Keep the wording of each record exactly the same when you repeat it, and leave out pictures.
━━━ PROVIDED RECORDS ━━━
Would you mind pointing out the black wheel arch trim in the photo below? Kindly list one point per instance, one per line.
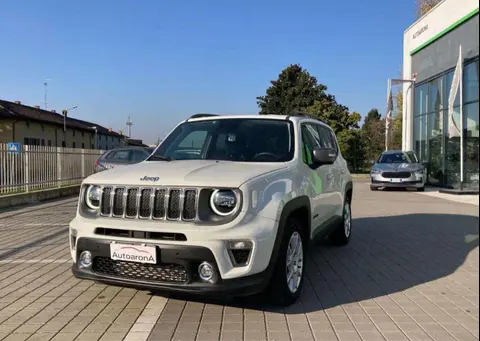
(349, 187)
(301, 202)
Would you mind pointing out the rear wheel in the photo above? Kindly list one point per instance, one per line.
(287, 280)
(342, 234)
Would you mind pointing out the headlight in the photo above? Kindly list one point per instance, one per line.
(223, 202)
(92, 197)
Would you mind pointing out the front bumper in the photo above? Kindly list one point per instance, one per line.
(177, 263)
(414, 181)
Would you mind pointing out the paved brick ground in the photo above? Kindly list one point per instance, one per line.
(410, 273)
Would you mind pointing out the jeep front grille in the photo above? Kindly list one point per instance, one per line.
(396, 175)
(149, 203)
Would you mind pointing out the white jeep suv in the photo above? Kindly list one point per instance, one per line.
(224, 205)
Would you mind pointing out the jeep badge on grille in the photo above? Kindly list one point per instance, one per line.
(150, 178)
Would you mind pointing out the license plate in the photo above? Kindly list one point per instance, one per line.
(133, 253)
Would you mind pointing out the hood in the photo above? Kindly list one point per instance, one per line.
(184, 173)
(398, 167)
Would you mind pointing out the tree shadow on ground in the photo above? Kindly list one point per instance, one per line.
(386, 255)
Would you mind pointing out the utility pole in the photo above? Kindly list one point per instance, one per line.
(65, 113)
(129, 124)
(45, 84)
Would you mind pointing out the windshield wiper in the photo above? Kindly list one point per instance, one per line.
(159, 158)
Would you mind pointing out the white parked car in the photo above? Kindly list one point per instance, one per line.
(224, 205)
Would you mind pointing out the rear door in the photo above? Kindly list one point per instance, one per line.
(336, 171)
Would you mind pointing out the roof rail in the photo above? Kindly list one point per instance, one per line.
(201, 115)
(303, 114)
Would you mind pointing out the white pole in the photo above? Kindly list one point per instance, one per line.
(461, 120)
(389, 85)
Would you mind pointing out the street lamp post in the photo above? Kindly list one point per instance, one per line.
(96, 139)
(65, 113)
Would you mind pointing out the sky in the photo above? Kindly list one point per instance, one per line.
(161, 61)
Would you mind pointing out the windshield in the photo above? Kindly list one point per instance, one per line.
(398, 158)
(244, 140)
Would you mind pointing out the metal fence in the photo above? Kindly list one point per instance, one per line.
(34, 168)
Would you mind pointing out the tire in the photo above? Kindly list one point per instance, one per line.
(279, 291)
(342, 234)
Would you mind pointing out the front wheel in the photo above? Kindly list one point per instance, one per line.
(287, 280)
(342, 234)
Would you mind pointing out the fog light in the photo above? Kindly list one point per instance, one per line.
(240, 245)
(85, 259)
(206, 272)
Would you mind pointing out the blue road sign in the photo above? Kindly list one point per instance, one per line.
(13, 147)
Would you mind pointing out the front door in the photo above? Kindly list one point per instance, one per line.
(318, 181)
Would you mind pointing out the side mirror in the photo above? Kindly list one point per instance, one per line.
(324, 156)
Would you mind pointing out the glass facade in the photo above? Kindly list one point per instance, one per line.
(438, 144)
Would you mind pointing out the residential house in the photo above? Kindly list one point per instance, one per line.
(34, 126)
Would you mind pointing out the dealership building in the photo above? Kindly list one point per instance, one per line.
(431, 52)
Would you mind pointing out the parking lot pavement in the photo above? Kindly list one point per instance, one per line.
(410, 273)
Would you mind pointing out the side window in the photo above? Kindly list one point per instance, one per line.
(138, 156)
(195, 140)
(328, 140)
(334, 141)
(310, 141)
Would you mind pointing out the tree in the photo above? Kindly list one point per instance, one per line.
(425, 6)
(372, 115)
(297, 90)
(354, 148)
(334, 115)
(294, 90)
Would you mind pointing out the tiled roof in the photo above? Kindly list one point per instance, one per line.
━━━
[EXERCISE SOLUTION]
Would you mind pointing out the black wheel arch trim in the photo below? Kindly list one point per instance, one per line.
(349, 187)
(301, 202)
Would you mind pointing out the rear wheel in the photo above? Kindly list one point per instance, one per line.
(287, 280)
(342, 234)
Would you mind pointing out the headlight in the photo above? Kindly list one point per instance, one per line.
(223, 202)
(92, 197)
Would you mind pointing out the front bumper in the photo above? Kindly list one point per instance, one per line.
(177, 263)
(414, 181)
Would you mind pointing out the paved brick ground in the photo above? Kindly list one point per instance, one per line.
(410, 273)
Would you mind pointing out the jeep front grille in the photo above? Kindly list one point per instance, one per line.
(396, 175)
(149, 203)
Would you mind pointing out the white jeep suv in the photo above? Kindly list one point per instance, one per line.
(224, 205)
Would you mind pointing out the jeep badge on grille in the photo above? Kindly list one point per instance, one per line.
(150, 178)
Would you mind pointing out the license plate in the photo above? Kindly list one point per instance, one per line.
(133, 253)
Would you mind pointing out the hood in the photo above? Kindly list one point per instance, one per line.
(184, 173)
(398, 167)
Would you mind pointing out the tree shadow on ground in the photo above? Kindly list one point per instance, one per line.
(386, 255)
Would you mind pointing out the utility pole in the photo above? Kindly list one point per instance, one per line.
(65, 113)
(129, 124)
(45, 84)
Would you mind pointing out the windshield wiper in the photo above? Kindly list one point per instance, one per line.
(159, 158)
Would you mind pointing out the white parked car in the photo above? Kindly list one point per instance, one per line.
(224, 205)
Would you mind pointing out the rear door in the photo above? Kindly list one point per instance, one per line.
(336, 171)
Would you mind pointing out the roof rail in the photo above? Kindly list one point per instance, one per line.
(201, 115)
(303, 114)
Would you mind pointing out the white pole in the photo above? Kindly list one point per instance, one per line.
(461, 120)
(389, 85)
Would you mind pointing out the street lamp post in the photo above? Kindly list one point per instance, one per line.
(96, 139)
(65, 113)
Would you mind pointing out the sky in the photo above? Kindly list one point per instance, one per line.
(161, 61)
Would you mind pointing out the windshield in the photo above? Kindly list one point per instance, one per line.
(398, 158)
(244, 140)
Would you mind pointing out the metal fence in the photo above? Kindly list one point per instance, one per line.
(34, 168)
Would you mind pointing out the tire in the photo above? Kindly list one point per instance, one per line.
(279, 291)
(342, 234)
Would you mind pointing out the front wheel in the photo above? Kindly list one point per instance, one per line.
(287, 280)
(342, 234)
Would you mind pointing out the fog light in the photo above? Kindly list one point per instance, one per line.
(240, 245)
(85, 259)
(206, 272)
Would you mind pointing out the blue road sign in the photo above? Kindly list one point per instance, one per line.
(13, 147)
Would you mind pointing out the front door in the photo above? Kindly list one point per instance, one per line.
(318, 181)
Would you mind pointing out the side mirror in the photo above? Kindly list one point per instance, one per line.
(324, 156)
Would you mind pointing out the glass facade in the photo above? Kindly list one point per instance, one per line.
(438, 144)
Would you mind pointing out the residential house in the photo above? Kindly list one point per instance, one per line.
(34, 126)
Would you mind pointing out the dealership building in the photo above? Kindly list one point per instance, one per line.
(431, 52)
Would you mind pointing out the parking lot pavement in the photo above? Kindly list one point per instance, one per line.
(410, 273)
Would you mind pointing out the side window in the photo above? Kindly list one point per instance, one per line.
(138, 156)
(195, 140)
(328, 140)
(334, 141)
(310, 141)
Would you mind pointing out the tree in the photo above? Kindly list one point per instance, one per line.
(425, 6)
(372, 115)
(297, 90)
(354, 148)
(334, 115)
(294, 90)
Would you mind pointing out the tiled roof in the photo above? Kindly list one point per instance, one per line.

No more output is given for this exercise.